● EXTRAIT PRÉSENTÉ
En plus, même si nous supposons, avec certains, qu’il n y a eu jamais d’homme premier pensant, un autre problème surgira. Dans un cas pareil, nous serons amenés à dire que tous les intelligibles des choses n’ont pas été acquis. Ils sont plutôt éternels au sein de l’intellect possible. Alors, « c’est pour rien, dit Saint Thomas, qu’Aristote affirme l’existence d’un intellect agent faisant passer les intelligibles de la puissance à l’acte ; c’est aussi pour rien qu’il affirme que les images se rapportent à l’intellect possible comme les couleurs à la vue, si l’intellect possible ne reçoit rien des images. » (1)
En outre, comment une substance séparée aurait-elle besoin de nos apprentissages et découvertes pour se penser elle-même ? La question se pose pour Saint Thomas car une telle substance est intelligible en et par elle-même. Aussi, c’est pour cette raison qu’il dit que si l’intellect possible était une substance séparée il se penserait par son essence**, et il n’aurait pas besoin de notre pensée ou découverte pour forger ses espèces intelligibles. En vue de sortir de ces difficultés, les averroïstes peuvent dire qu’ils parlent de l’intellect possible en tant qu’il est en relation avec nous et non pas avec lui-même. Mais, Saint Thomas, lui, soutient avec force qu’Aristote : « Parle de l’intellect possible dans ce qui lui est propre et en tant qu’il se distingue de l’intellect agent. »(2)
En revanche, les averroïstes peuvent aussi postuler une lecture propre des textes d’Aristote, et soutenir que l’intellect possible possède toutes les espèces intelligibles qui lui permettent d’entrer en relation avec les images qui sont en nous. Cette relation peut s’effectuer selon trois modes. Or, en mettant de côte le premier et le troisième mode, Saint Thomas affirme à travers le second que les espèces intelligibles qui sont dans l’intellect possible ne sont pas reçues par les images, elles rayonnent plutôt sur nos images, et les illuminent***pour qu’elles puissent devenir des pensées.
Une telle conception nous conduit, cependant, à des conséquences insoutenables :
1- Si on concède avec les averroïstes que nos  images deviennent intelligibles en acte du fait des espèces contenues dans notre intellect possible, et non pas grâce à notre intellect agent, alors on contredira les enseignements d’Aristote.

● CONSIGNE
Recopiez à l'identique, dans l'extrait sur l'intellect possible, le passage qui va de « En revanche, les » jusqu'à « devenir des pensées. ».

Lignes d'un jeu de données de pointage:
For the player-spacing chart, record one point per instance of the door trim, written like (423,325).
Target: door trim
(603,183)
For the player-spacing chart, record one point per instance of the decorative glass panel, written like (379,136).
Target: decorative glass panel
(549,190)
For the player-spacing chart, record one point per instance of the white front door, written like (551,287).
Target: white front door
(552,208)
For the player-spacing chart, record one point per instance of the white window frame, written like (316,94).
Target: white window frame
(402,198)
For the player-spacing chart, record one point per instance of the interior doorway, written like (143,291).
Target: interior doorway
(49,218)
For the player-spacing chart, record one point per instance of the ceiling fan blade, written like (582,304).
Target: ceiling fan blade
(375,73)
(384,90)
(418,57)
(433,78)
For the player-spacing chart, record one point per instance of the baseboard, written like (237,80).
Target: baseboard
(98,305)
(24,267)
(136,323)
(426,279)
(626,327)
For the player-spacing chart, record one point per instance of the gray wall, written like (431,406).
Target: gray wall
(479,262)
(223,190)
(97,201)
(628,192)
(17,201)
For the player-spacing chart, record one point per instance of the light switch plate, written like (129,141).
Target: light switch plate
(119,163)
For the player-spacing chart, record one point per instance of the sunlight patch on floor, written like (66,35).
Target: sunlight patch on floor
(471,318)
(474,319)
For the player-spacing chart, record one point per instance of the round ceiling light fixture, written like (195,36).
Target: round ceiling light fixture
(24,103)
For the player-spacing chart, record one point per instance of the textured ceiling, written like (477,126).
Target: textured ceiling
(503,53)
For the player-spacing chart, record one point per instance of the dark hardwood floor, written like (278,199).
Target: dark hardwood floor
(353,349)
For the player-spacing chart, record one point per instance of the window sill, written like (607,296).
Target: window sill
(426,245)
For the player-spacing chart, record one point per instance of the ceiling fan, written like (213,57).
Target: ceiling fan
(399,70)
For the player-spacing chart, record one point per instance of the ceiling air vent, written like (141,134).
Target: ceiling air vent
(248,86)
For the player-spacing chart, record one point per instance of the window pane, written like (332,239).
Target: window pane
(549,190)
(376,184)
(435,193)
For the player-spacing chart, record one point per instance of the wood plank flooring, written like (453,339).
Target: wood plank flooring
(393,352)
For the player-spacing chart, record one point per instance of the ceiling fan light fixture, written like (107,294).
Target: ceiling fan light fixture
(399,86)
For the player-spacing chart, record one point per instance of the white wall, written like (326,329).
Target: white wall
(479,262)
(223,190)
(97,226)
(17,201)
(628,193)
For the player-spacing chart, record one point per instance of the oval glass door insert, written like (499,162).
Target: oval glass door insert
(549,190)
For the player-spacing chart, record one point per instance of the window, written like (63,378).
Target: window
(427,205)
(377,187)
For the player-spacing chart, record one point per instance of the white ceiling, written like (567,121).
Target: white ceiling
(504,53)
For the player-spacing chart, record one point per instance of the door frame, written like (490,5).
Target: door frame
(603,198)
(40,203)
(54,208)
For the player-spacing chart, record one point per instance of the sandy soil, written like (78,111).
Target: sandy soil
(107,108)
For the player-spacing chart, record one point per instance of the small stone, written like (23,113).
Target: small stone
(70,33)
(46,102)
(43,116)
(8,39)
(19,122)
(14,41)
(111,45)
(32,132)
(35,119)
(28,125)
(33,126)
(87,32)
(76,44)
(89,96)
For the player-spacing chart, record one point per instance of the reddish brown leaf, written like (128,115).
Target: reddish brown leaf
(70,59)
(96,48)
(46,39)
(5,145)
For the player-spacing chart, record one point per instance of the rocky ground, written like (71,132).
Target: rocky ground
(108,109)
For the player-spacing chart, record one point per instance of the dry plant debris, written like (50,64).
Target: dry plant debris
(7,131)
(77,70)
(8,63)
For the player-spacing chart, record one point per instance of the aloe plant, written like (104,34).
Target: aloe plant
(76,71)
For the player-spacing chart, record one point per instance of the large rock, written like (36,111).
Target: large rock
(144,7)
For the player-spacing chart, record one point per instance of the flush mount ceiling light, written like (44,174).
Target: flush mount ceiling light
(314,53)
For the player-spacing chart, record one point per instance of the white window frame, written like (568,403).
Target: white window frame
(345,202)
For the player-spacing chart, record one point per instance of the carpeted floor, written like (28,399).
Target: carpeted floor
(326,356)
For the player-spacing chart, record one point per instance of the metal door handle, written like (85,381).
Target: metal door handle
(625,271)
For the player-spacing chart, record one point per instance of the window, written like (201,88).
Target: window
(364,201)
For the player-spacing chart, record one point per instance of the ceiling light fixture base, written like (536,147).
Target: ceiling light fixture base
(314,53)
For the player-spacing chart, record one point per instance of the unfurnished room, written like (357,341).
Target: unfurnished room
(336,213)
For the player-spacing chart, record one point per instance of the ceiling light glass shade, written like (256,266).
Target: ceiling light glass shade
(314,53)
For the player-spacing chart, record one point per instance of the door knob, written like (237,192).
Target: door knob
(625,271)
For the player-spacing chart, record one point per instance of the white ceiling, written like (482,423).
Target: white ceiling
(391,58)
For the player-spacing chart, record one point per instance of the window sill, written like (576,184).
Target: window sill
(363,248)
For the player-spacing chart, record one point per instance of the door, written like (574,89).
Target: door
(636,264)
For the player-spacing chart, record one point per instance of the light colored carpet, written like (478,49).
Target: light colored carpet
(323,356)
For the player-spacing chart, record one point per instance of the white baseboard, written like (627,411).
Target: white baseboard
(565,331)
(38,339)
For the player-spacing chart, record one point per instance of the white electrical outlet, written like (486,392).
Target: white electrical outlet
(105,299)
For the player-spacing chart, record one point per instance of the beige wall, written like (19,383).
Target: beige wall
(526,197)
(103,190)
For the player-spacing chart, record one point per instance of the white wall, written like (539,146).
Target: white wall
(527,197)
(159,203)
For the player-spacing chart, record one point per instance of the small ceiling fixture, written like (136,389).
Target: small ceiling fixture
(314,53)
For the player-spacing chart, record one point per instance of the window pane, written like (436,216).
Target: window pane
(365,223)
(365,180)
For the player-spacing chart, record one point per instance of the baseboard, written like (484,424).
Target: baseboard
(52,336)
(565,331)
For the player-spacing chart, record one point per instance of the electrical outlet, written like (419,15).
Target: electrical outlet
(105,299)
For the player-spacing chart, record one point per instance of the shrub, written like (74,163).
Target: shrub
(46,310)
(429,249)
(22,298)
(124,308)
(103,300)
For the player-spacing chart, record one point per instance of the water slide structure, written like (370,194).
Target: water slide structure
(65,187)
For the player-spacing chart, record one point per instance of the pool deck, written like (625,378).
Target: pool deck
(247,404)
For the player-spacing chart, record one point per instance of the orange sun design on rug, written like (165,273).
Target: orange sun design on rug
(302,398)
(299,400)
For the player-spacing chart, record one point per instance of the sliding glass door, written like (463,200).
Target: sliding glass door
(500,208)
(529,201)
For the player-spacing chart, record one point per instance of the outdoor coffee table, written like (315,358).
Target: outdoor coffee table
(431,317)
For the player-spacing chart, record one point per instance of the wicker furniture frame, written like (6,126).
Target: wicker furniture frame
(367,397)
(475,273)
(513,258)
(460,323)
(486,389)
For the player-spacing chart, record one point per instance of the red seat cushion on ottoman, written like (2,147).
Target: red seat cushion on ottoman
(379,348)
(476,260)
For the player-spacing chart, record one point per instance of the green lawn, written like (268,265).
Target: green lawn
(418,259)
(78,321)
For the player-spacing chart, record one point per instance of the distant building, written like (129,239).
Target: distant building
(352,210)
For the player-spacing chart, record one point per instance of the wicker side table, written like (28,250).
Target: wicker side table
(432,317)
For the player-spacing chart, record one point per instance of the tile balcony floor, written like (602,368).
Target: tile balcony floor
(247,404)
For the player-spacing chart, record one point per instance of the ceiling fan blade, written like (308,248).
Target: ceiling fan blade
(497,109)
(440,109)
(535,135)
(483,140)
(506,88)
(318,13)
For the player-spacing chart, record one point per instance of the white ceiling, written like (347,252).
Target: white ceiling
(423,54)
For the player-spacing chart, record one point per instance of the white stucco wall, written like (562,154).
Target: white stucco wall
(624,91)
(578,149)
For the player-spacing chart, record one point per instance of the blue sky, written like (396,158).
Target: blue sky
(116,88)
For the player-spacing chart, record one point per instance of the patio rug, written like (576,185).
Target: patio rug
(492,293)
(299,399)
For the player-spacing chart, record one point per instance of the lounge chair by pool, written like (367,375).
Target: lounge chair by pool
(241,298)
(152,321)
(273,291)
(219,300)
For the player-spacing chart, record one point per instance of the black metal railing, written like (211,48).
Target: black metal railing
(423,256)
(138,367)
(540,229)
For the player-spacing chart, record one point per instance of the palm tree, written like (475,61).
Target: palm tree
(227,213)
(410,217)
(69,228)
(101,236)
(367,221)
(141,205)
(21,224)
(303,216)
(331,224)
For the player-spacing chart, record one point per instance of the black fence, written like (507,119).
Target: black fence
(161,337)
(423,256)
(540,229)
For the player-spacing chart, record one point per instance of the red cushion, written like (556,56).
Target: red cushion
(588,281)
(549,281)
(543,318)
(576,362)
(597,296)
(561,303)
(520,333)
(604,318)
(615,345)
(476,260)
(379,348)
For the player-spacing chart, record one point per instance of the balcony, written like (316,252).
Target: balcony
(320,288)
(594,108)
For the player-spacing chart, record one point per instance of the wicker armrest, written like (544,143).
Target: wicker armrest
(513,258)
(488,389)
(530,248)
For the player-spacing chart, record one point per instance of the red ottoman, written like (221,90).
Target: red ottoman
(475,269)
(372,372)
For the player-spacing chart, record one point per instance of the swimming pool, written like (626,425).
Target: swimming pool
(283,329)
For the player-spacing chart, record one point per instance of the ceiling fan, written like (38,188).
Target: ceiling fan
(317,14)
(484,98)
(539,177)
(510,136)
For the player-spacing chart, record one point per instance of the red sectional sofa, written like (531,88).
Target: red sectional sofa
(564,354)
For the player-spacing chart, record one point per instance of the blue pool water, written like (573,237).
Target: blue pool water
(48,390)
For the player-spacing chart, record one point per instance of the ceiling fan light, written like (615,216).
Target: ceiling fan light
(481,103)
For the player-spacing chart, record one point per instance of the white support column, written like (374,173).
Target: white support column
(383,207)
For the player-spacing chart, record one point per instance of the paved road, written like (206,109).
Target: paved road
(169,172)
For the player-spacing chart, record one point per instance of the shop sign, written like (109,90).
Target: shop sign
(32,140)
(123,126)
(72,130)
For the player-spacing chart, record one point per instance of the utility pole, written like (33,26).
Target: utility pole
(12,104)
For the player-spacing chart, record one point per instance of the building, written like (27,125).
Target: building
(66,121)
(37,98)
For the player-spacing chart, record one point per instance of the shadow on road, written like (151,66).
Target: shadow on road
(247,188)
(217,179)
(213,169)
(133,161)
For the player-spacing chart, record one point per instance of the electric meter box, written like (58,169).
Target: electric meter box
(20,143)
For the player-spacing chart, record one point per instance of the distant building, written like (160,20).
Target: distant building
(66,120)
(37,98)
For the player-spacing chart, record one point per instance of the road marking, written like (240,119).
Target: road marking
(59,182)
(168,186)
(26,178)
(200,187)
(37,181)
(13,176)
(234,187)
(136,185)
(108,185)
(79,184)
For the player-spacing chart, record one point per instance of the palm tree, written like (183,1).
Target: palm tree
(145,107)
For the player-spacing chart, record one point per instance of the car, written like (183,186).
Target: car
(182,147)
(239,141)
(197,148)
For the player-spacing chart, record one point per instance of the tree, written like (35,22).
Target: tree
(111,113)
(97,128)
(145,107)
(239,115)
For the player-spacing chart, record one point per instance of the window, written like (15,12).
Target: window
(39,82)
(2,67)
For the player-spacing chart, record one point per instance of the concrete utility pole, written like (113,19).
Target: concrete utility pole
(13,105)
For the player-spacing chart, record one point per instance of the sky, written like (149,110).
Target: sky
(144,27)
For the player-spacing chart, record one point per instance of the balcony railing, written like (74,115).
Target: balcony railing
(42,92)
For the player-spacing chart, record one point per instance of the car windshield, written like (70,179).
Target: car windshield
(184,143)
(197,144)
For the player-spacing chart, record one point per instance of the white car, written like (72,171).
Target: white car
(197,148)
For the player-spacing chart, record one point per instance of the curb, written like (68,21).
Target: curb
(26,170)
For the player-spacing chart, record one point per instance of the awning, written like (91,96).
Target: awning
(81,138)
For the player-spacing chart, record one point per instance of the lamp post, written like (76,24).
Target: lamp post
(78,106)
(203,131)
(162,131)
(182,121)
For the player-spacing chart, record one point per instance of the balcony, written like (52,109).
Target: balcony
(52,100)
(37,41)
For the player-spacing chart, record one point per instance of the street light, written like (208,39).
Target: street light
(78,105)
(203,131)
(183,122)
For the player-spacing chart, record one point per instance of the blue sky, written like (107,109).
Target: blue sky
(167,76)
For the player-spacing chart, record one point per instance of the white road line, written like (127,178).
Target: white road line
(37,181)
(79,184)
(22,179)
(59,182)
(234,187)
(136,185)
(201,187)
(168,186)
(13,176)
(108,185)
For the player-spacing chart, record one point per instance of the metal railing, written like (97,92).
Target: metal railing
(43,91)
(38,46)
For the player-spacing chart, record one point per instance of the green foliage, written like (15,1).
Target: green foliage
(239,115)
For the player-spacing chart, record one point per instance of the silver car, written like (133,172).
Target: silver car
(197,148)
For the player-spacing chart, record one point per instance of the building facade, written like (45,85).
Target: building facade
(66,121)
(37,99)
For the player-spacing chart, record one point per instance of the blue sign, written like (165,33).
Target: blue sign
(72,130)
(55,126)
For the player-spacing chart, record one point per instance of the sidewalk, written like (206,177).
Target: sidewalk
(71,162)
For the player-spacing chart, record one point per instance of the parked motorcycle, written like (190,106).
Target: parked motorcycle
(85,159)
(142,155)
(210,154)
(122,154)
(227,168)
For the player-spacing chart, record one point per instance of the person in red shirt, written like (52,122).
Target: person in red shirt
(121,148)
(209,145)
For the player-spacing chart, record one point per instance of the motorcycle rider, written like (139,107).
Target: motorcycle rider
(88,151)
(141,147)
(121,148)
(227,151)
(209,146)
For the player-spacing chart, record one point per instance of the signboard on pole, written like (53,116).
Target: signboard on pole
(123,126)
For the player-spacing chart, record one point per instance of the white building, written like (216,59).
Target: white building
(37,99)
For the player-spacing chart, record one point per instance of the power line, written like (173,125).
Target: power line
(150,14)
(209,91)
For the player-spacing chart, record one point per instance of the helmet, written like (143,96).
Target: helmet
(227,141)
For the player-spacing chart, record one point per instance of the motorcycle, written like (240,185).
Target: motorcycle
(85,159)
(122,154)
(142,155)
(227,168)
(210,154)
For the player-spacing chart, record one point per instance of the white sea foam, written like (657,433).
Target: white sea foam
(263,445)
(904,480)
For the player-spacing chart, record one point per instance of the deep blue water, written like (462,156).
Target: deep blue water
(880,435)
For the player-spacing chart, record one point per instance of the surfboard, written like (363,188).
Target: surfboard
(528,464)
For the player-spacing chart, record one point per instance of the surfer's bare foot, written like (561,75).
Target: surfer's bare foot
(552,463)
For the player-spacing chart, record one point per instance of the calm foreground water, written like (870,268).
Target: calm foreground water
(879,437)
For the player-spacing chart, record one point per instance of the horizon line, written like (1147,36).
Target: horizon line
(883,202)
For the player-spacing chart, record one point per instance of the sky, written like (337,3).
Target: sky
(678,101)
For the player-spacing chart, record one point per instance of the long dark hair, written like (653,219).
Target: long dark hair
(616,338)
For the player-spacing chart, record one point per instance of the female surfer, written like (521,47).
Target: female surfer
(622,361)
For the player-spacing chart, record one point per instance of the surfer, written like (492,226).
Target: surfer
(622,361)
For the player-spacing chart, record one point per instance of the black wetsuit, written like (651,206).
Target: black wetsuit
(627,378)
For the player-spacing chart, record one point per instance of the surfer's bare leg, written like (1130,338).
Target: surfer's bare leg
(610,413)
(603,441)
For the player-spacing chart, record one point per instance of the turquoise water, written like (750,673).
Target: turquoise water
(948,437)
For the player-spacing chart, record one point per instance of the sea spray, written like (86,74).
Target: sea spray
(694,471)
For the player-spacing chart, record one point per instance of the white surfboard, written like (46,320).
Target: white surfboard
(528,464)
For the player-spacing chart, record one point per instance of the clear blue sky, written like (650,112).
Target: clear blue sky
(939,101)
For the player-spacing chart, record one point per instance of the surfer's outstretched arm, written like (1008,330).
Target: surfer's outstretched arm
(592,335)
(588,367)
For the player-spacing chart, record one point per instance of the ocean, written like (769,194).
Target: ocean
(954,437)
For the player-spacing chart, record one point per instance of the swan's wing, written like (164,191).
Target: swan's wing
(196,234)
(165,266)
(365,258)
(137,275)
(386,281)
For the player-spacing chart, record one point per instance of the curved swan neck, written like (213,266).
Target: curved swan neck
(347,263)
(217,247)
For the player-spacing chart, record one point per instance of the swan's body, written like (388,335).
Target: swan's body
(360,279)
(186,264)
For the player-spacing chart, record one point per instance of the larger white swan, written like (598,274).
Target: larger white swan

● CORRIGÉ
En revanche, les averroïstes peuvent aussi postuler une lecture propre des textes d’Aristote, et soutenir que l’intellect possible possède toutes les espèces intelligibles qui lui permettent d’entrer en relation avec les images qui sont en nous. Cette relation peut s’effectuer selon trois modes. Or, en mettant de côte le premier et le troisième mode, Saint Thomas affirme à travers le second que les espèces intelligibles qui sont dans l’intellect possible ne sont pas reçues par les images, elles rayonnent plutôt sur nos images, et les illuminent***pour qu’elles puissent devenir des pensées.